Required action = The lines to copy are those holding the string "riverside" in the entries below.

Source records =
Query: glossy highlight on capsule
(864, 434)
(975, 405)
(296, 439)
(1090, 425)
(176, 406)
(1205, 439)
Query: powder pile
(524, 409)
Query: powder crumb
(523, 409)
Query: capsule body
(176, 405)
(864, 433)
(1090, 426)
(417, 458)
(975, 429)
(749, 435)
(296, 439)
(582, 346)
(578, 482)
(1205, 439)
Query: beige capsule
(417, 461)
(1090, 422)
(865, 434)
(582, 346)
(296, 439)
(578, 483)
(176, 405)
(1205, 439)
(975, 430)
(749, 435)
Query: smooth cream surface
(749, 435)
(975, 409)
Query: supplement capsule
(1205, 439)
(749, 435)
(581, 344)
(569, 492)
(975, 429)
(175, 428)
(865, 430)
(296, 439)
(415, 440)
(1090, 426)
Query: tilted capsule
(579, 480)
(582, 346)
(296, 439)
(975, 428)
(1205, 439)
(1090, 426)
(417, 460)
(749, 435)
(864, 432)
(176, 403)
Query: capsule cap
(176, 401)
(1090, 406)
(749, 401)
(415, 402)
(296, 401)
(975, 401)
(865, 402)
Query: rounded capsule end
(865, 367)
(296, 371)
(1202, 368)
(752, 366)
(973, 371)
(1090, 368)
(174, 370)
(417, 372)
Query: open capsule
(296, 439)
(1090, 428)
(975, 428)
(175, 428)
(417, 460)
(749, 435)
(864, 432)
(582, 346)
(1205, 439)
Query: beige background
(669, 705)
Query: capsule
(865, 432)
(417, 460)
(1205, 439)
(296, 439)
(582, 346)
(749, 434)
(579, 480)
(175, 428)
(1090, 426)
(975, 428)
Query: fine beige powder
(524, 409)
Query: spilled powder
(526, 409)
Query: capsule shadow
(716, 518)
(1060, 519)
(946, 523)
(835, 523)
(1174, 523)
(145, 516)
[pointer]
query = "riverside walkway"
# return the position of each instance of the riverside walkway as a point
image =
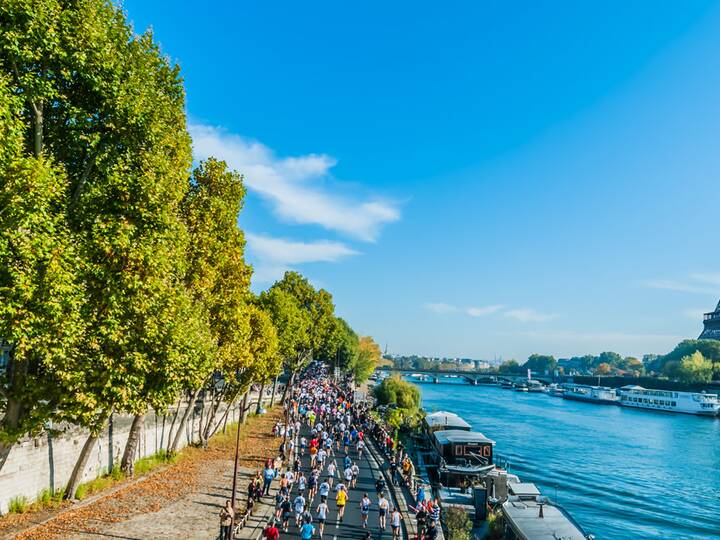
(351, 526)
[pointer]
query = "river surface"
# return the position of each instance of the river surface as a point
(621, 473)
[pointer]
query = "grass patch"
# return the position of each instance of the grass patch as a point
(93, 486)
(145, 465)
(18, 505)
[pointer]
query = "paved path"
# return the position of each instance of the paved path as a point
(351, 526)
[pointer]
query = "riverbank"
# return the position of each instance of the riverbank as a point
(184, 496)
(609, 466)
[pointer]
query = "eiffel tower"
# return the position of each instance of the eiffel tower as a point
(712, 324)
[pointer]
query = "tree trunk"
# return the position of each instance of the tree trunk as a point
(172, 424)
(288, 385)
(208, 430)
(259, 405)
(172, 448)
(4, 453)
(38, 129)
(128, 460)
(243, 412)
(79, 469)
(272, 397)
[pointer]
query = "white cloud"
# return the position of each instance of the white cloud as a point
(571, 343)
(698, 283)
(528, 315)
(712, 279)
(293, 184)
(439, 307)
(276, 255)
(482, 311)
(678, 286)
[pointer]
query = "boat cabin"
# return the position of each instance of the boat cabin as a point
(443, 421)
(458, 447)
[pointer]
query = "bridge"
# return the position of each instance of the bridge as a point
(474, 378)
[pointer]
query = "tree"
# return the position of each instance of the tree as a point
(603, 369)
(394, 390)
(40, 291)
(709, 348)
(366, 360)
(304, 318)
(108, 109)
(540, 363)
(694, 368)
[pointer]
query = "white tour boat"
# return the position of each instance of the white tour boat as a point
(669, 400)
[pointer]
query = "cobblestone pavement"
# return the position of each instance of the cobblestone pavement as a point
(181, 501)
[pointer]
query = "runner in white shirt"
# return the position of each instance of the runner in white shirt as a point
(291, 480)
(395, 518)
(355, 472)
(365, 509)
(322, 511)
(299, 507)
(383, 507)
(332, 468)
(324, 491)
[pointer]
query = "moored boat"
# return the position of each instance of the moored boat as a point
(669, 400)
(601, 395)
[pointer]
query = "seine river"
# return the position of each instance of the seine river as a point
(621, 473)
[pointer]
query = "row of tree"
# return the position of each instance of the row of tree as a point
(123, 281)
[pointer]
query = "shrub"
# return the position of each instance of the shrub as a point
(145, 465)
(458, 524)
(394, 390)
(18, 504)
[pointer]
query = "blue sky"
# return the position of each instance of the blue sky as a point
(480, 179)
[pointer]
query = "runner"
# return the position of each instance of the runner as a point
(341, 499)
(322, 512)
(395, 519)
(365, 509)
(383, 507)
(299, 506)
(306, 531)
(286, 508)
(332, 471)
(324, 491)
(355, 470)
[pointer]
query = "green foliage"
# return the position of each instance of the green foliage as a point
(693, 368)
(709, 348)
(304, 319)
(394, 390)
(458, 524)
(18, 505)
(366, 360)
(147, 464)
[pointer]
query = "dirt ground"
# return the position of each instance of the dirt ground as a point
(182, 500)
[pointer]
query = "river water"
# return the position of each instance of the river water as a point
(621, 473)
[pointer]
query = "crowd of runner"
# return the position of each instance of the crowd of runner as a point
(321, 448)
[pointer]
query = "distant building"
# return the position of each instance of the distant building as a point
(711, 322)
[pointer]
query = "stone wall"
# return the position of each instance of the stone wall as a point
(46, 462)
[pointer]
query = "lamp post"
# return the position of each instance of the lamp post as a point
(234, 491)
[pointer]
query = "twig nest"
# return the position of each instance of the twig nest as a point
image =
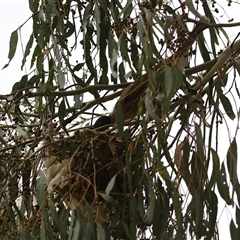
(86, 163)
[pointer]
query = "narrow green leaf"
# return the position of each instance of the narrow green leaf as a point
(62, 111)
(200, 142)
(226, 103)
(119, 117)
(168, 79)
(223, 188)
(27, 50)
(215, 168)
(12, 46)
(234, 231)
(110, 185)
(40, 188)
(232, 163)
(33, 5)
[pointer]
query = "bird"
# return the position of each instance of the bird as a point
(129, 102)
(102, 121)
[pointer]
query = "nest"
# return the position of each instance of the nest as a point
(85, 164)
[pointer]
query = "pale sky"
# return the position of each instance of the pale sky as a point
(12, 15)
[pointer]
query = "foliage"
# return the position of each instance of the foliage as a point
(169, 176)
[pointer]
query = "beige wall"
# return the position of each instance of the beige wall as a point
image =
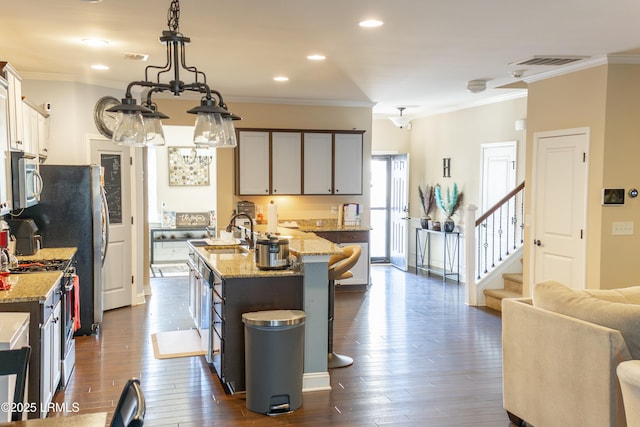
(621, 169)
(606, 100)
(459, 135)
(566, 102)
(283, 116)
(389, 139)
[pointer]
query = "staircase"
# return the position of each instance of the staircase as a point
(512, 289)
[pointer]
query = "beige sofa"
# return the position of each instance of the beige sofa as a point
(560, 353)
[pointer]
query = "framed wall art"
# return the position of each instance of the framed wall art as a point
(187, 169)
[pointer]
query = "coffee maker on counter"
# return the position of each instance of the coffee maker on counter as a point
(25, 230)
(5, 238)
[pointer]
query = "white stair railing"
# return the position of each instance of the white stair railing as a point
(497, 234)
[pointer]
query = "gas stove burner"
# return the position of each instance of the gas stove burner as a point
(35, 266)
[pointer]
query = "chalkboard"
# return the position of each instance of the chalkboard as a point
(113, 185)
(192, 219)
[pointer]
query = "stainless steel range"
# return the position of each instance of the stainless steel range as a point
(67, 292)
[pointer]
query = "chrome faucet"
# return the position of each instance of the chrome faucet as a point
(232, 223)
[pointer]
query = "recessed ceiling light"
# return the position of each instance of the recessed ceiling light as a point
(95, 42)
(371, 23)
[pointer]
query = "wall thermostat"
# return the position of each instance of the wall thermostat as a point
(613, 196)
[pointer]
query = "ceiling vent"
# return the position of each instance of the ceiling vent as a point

Result for this exercise =
query = "riverside walkway"
# return the position of each instance of the riverside walkway as a point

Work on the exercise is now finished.